■ Assigned task ■
Among the entries that follow, count the lines that contain the word "woman" and say how many there are, writing nothing else.

━━ Records supplied ━━

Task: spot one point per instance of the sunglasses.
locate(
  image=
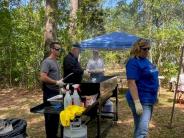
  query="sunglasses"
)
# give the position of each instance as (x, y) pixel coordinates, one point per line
(145, 49)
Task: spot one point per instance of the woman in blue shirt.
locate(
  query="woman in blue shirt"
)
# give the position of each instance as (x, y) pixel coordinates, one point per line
(142, 77)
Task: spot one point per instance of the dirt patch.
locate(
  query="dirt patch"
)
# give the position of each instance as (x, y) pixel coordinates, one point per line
(16, 103)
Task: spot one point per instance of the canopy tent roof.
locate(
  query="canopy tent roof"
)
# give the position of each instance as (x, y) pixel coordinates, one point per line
(110, 41)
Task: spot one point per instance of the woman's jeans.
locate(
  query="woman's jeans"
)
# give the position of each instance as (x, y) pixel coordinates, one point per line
(141, 122)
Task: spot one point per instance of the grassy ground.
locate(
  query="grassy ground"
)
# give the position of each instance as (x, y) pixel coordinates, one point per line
(16, 103)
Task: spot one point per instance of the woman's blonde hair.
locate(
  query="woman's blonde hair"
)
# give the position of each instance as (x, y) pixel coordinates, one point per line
(135, 51)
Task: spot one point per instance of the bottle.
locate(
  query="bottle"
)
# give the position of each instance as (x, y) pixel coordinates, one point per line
(76, 98)
(67, 99)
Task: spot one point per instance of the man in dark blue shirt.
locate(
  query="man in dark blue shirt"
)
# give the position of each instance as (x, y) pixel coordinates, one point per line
(72, 65)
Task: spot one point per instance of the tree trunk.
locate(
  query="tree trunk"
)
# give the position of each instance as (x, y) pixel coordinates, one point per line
(73, 17)
(50, 24)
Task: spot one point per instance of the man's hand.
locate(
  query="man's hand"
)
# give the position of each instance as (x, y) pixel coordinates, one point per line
(138, 107)
(60, 82)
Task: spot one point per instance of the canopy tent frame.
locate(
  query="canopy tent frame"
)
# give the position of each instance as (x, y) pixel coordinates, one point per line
(110, 41)
(176, 88)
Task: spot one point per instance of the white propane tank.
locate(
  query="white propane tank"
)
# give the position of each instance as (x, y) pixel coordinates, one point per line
(75, 133)
(108, 107)
(76, 98)
(67, 98)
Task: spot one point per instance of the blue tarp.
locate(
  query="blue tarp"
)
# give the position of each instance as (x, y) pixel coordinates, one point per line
(111, 41)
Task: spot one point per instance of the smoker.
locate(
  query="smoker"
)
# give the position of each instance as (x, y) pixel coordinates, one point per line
(104, 88)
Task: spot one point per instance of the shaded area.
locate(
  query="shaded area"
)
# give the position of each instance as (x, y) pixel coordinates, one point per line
(17, 103)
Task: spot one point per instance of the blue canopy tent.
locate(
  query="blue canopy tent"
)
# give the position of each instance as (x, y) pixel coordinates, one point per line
(110, 41)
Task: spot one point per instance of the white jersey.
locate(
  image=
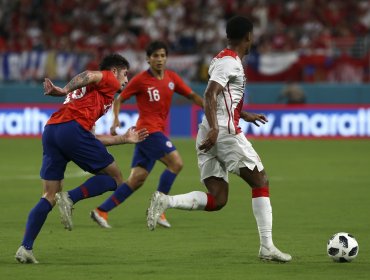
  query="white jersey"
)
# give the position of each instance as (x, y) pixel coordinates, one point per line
(226, 69)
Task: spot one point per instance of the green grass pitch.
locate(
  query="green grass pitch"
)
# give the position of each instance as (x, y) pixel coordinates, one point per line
(318, 188)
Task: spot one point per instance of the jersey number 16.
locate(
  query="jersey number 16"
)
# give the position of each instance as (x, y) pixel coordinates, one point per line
(153, 94)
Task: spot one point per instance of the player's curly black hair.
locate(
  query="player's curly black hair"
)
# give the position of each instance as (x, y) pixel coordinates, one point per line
(156, 45)
(237, 27)
(114, 60)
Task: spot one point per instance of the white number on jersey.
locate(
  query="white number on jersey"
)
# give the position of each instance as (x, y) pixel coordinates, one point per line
(76, 94)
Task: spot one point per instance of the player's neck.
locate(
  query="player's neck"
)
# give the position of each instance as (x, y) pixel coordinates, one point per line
(238, 49)
(157, 74)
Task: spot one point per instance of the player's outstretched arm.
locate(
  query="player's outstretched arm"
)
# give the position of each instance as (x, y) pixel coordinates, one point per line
(196, 99)
(253, 118)
(131, 136)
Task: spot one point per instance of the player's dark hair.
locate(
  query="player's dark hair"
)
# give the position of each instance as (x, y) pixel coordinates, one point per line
(114, 60)
(238, 27)
(154, 46)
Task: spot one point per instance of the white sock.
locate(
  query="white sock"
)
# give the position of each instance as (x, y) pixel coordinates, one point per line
(189, 201)
(263, 213)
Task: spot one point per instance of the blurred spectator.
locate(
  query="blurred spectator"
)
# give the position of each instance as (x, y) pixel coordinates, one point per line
(189, 27)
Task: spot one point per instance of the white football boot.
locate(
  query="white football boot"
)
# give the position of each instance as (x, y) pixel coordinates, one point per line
(158, 204)
(162, 221)
(100, 217)
(273, 254)
(65, 206)
(25, 256)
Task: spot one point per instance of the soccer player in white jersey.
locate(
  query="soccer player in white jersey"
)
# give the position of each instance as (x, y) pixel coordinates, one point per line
(223, 148)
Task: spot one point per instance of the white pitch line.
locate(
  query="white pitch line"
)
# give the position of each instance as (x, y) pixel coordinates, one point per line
(76, 174)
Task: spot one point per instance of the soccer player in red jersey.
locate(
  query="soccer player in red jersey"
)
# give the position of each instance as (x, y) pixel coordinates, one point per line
(153, 90)
(223, 148)
(67, 137)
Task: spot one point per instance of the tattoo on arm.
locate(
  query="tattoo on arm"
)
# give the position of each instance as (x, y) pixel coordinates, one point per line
(78, 81)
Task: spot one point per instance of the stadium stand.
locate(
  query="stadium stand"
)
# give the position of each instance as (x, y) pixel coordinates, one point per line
(308, 40)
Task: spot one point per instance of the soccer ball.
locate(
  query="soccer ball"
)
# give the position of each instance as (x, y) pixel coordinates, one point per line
(342, 247)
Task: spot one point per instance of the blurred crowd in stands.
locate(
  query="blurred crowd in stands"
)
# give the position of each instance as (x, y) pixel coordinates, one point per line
(188, 26)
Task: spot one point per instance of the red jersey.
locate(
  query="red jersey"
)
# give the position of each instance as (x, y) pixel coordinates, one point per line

━━━

■ Solved exercise ■
6